Work to be completed:
Copy the records below word for word, starting at the line that contains "Where can the low" and continuing through the last line of the records.
════════
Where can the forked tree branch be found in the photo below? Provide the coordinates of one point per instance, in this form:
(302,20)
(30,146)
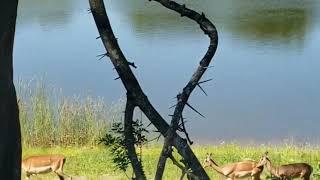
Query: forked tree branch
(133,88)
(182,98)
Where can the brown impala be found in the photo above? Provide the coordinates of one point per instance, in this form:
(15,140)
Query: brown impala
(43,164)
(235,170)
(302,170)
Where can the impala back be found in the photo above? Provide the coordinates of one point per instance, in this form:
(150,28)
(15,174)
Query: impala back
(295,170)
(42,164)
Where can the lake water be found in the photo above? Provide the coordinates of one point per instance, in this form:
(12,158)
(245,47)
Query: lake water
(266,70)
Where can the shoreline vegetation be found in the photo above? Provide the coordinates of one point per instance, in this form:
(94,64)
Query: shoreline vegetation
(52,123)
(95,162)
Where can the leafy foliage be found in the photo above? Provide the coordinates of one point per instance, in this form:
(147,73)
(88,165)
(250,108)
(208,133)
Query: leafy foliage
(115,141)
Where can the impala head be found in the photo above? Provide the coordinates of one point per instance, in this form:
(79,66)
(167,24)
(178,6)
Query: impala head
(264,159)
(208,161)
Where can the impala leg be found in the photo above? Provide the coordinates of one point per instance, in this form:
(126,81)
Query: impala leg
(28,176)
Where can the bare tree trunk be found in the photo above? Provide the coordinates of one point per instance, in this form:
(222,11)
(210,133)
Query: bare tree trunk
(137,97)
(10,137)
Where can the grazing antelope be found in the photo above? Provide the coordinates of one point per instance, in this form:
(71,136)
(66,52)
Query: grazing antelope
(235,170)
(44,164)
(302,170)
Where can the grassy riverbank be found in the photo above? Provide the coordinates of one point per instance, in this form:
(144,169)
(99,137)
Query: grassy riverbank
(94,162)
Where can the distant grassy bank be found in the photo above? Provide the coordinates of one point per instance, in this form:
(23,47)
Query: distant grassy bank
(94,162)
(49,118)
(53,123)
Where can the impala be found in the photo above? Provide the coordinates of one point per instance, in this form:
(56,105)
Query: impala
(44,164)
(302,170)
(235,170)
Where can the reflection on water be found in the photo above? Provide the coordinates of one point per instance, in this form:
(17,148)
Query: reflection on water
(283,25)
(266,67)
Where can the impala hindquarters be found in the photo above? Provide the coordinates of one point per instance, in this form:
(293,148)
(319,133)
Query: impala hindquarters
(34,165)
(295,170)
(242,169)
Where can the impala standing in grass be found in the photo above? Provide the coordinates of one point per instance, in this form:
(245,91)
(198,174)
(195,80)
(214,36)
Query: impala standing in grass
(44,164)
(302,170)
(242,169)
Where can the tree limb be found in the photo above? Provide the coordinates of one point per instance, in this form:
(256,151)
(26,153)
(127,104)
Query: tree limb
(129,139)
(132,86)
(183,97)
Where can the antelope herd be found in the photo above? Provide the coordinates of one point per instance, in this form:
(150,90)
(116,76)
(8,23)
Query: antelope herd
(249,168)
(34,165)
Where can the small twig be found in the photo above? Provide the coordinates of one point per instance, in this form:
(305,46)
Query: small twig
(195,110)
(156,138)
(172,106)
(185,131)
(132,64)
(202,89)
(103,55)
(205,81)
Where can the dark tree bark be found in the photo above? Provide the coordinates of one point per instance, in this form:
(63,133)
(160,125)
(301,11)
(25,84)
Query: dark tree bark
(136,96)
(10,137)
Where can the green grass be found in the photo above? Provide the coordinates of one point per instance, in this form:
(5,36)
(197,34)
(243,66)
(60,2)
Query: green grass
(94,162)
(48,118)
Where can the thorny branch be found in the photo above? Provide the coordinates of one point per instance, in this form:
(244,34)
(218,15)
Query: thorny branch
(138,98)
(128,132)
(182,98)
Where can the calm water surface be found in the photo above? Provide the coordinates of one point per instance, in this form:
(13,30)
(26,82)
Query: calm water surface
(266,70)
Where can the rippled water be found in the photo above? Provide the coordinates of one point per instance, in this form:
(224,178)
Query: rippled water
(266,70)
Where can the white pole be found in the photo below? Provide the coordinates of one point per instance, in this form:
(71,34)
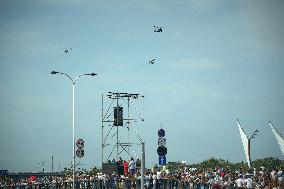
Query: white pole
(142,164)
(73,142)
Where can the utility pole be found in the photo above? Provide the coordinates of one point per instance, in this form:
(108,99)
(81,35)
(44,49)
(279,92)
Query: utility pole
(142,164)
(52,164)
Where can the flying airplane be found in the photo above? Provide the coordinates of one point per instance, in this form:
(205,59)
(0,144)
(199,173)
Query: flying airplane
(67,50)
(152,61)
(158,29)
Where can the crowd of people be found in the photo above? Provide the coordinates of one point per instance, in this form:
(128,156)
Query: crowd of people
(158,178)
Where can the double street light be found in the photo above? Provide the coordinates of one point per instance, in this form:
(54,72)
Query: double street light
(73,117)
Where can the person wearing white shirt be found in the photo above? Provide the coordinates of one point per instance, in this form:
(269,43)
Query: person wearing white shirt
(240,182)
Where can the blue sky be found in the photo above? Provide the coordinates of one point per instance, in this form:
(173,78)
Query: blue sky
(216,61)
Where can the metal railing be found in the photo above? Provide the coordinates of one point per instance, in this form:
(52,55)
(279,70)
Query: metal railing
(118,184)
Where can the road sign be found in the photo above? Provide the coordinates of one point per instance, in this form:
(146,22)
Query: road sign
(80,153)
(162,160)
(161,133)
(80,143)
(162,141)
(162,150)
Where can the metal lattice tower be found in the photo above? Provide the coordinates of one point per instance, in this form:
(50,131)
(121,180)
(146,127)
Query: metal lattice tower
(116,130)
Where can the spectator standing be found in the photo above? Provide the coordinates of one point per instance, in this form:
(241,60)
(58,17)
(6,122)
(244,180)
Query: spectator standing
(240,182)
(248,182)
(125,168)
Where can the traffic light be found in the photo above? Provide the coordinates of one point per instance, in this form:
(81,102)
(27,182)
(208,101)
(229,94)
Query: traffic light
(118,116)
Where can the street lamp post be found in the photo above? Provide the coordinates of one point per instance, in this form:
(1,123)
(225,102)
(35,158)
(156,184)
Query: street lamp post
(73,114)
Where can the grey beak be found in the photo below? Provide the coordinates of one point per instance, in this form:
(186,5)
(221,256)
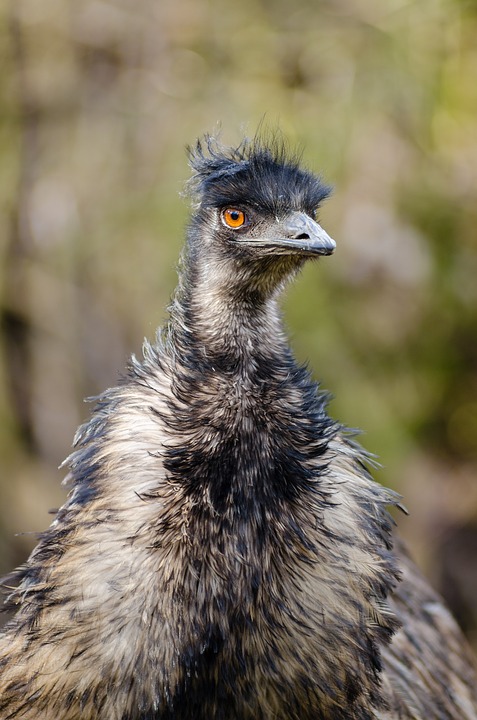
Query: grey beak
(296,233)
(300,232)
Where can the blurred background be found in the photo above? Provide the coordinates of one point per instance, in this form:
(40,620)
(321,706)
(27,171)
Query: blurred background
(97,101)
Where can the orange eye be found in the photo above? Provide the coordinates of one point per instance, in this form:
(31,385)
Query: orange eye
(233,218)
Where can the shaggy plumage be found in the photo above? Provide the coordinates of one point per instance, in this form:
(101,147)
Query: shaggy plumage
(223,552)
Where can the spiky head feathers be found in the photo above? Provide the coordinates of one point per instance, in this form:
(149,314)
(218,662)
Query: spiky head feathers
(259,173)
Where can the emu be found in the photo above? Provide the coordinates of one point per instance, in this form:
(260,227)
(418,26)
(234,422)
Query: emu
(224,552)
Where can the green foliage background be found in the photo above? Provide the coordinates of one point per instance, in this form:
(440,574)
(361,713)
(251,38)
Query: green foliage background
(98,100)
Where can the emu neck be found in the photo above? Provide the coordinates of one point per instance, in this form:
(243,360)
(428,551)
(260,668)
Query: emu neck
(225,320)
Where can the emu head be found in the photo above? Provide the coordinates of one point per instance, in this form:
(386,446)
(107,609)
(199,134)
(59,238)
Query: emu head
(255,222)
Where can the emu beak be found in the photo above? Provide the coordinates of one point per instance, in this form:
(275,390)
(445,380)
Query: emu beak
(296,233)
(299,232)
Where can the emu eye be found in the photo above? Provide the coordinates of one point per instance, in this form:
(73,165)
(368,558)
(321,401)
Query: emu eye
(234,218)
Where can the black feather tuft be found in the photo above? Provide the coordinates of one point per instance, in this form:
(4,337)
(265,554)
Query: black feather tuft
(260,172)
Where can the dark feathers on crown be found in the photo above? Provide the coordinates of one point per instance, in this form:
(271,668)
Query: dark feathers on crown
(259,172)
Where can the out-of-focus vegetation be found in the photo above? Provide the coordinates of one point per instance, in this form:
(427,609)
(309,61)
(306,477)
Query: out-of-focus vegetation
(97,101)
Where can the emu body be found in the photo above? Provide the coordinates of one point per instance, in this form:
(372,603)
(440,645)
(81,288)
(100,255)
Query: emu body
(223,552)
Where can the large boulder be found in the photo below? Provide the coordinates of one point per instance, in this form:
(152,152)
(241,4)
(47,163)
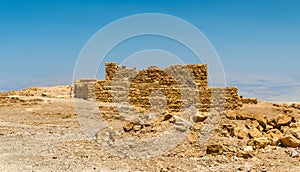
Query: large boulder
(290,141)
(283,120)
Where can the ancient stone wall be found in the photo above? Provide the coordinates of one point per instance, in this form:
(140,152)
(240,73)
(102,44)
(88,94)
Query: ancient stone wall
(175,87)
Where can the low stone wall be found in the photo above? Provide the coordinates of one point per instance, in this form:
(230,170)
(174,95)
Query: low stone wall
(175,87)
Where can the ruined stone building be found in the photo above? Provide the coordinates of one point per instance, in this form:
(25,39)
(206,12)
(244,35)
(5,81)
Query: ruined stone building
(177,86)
════════
Result of this exercise:
Where can the low stone wall be found in the photo above? Provide the coordinates of one point per instance, in this form:
(230,170)
(174,95)
Query: low stone wall
(175,87)
Where can the ruined stone building be found in the photo above? Provide the coordinates of one point per instance, in this form:
(25,39)
(206,12)
(244,35)
(5,81)
Query: ruined stone building
(177,86)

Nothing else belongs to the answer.